◆ **EXTRACT TO READ**:
====================

Pleuripotent stem cells hold the hope of cure for people suffering from complex genetic disorders like Parkinson’s Disease (PD). Although Embryonic Stem Cells or ESCs are very promising, their use is frought with ethical concerns and is tied up the non availability of federal funding for such research.
In the last two years, several groups came up with non- embryonic induced pleuripotent stem cells (iPS). iPS cells acquire pleuripotency by retroviral indtroduction and expression of three or four transcription factors (Oct-3/4, Sox2, KLF4 and c-Myc- which are known to be highly expressed in ESCs) into somatic cells like fibroblasts. iPS cells are similar to ESCs in morphology, proliferation and pleuripotency. More importantly, iPS cells can be derived from human somatic cells, for example a PD patient. iPS cells could be used for autologous cell replacement therapy, reasearch on pathology or drug screen.
Authors of a recent study to be published in Cell managed to make iPS cells from patients suffering from monogenetic and as well as multifactorial diseases - Parkinson’s disease, Down’s syndrome, denosine deaminase deficiency-related severe combined immunodeficiency, Shwachman-Bodian-Diamond syndrome, Gaucher disease type III, Duchenne and Becker muscular dystrophy, Huntington disease, juvenile-onset, type 1 diabetes mellitus.
Lou Gherig disease or Amyotropic Lateral Sclerosis (ALS) is yet another neurodegenerative disease which could benefit from iPS cells. ALS symptoms are caused by loss of motor neurons and therefore loss of control over muscles involved in walking, swallowing, speech, breathing, circulation and so on which leads to death, typically in 3 to 5 years of diagnosis. Although the genetic basis of sporadic ALS is yet to be found, most familial cases of ALS carry mutations in an enzyme- Cu, Mn-Superoxide dismutase, which tends to form protein aggrgates in motor neurons leading to cell death.

====================

◆ **PROVIDED RECORDS**:
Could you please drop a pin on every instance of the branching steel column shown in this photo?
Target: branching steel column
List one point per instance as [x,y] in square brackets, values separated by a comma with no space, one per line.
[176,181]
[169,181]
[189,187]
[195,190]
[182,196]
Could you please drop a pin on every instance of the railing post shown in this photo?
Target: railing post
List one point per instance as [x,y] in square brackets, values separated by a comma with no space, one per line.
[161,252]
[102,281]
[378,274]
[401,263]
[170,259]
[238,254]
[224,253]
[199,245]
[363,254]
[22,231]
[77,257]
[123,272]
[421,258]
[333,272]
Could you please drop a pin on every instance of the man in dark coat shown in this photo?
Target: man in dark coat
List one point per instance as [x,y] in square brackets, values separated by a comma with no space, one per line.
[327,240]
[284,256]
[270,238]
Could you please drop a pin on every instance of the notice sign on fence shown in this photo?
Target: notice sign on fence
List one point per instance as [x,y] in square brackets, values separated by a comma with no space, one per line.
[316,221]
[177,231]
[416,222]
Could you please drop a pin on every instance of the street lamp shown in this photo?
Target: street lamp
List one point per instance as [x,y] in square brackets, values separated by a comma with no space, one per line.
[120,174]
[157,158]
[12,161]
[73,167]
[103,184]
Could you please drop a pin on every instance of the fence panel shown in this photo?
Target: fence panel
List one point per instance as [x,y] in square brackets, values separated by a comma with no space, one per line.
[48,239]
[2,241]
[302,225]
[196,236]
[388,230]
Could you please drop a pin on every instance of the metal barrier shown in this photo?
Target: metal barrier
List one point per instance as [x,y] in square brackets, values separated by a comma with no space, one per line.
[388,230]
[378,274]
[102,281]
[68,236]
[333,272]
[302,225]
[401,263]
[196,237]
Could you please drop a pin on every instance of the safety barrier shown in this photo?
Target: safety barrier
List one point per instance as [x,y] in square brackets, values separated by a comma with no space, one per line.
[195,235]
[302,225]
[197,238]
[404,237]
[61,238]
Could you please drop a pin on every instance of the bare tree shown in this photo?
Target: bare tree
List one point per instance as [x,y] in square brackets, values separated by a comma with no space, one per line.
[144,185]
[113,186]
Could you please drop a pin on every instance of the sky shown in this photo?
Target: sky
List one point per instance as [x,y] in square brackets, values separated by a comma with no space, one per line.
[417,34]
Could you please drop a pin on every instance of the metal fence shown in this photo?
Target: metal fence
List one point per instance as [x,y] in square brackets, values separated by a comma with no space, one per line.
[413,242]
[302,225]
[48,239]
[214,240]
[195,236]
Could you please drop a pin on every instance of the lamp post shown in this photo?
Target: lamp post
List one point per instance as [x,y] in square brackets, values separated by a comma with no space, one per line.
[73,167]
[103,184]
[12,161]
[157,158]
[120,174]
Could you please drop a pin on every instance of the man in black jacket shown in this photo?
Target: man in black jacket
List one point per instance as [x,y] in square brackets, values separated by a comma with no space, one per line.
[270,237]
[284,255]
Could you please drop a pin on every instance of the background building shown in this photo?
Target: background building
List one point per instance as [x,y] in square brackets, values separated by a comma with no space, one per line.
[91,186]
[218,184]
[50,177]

====================

◆ **WORK INSTRUCTION 1**:
In the passage on induced pluripotent stem cells, how soon after diagnosis does ALS typically lead to death?
◆ **WORK INSTRUCTION 2**:
Resume the passage on induced pluripotent stem cells, starting after its final sentence.

◆ **ANSWER AREA 1**:
Typically within 3 to 5 years of diagnosis.

◆ **ANSWER AREA 2**:
In yet another landmark paper in Science, authors used fibroblasts from a 92 year old familial ALS patient to generate iPS. They show that fibroblast can not only be reprogrammed to become pleuripotent (i.e they give rise to all three germline layers- endoderm, mesoderm and ectoderm) but they could be terminally differentiated into motor neurons using appropriate cues (as shown in the schematic) . Such motor neurons could potentially be used for replacing lost neurons in ALS patients.
Authors of both these and other such studies caution, that although it is possible to generate patient and disease specific iPS cells, we are far from using them in cell replacement therapies for treating the disease itself. At the moment, retroviruses are used to express transcription factors to generate iPS cells, which would not be suitable for direct injections in the patients. So the stem cell biologists would have to come up with a more suitable way of reprogramming. The present day iPS cells are indeed very useful for research on the pathology of the disease or screen for drugs.
It is a beacon of hope for stem cell biologists and patients. Hopefully it would also attract more funding support from all sources.
Sources: Science 29 August 2008: Vol. 321. no. 5893, pp. 1218 – 1221
Park et al. Cell. 2008 Aug 6 (online-ahead of print)
Reviews on iPS cells

Figure. Schematic of somatic cells reprogramming to form inducible Pleuripotent stem cells. iPS cells could be terminally differentiated into cells of interest e.g motor neurons by providing appropriate cues.